*Task to complete*.
Return each of the lines below word for word, leaving every character unchanged.

*Information given*.
──────────

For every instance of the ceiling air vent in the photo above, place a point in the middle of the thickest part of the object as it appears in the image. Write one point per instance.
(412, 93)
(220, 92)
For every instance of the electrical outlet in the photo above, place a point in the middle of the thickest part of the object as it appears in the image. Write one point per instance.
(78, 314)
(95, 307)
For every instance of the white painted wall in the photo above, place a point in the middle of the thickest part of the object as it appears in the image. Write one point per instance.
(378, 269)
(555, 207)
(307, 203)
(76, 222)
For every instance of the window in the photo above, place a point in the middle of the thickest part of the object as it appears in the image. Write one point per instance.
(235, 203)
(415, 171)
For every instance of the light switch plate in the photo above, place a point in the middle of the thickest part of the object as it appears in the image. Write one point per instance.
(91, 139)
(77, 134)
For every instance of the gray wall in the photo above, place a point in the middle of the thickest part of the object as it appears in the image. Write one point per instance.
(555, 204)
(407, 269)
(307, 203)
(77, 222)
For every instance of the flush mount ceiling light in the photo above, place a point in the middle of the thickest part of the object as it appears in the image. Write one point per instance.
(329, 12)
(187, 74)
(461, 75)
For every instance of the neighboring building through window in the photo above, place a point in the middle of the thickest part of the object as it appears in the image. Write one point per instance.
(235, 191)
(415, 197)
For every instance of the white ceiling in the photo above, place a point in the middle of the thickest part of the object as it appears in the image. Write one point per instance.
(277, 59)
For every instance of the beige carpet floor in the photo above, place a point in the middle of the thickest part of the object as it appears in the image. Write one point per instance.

──────────

*Solution for this task*.
For every instance of the ceiling air vent in the photo above, place a point in the middle of the thickest part of the object as it appears in the image. Write one point per instance.
(412, 93)
(220, 92)
For every instance of the electrical outlet in the photo above, place a point in the middle of the thickest part of the object as it appears in the image. Write one point per instance.
(78, 314)
(95, 307)
For every instance of the white painted wall in the photo above, place a point in the middle of the thickest part of the object as it appears in the image. Write one point per instance.
(378, 269)
(555, 207)
(307, 203)
(76, 222)
For every instance of the window in the photo above, place a point in the middle of the thickest part of the object as it appears in the image. Write one point per instance.
(235, 203)
(415, 171)
For every instance of the light switch plate in the photo above, place a point in the middle of the thickest part of the object as it appears in the image. Write one point per instance.
(91, 139)
(77, 134)
For every instance of the gray wall in the photo above, place a point in the middle of the thickest part of the object as it appears in the image. Write one point per instance.
(555, 204)
(407, 269)
(307, 203)
(77, 222)
For every instance of the flush mount ceiling light in the photo above, place a point in the middle of the thickest part of the object as it appears in the image. Write one point per instance.
(329, 12)
(187, 74)
(461, 75)
For every instance of the neighboring building through window in the photo above, place a point in the middle of the thickest part of the object as it appears in the image. Write one point per instance.
(235, 191)
(415, 197)
For every instance of the white ceiling in the photo above, place a point in the middle of the thickest part of the object as it appears in the image. Write one point per instance.
(277, 59)
For every instance of the beige carpet floor in the photo above, place a point in the middle of the thickest part of the object as it appears in the image. Write one point per instance.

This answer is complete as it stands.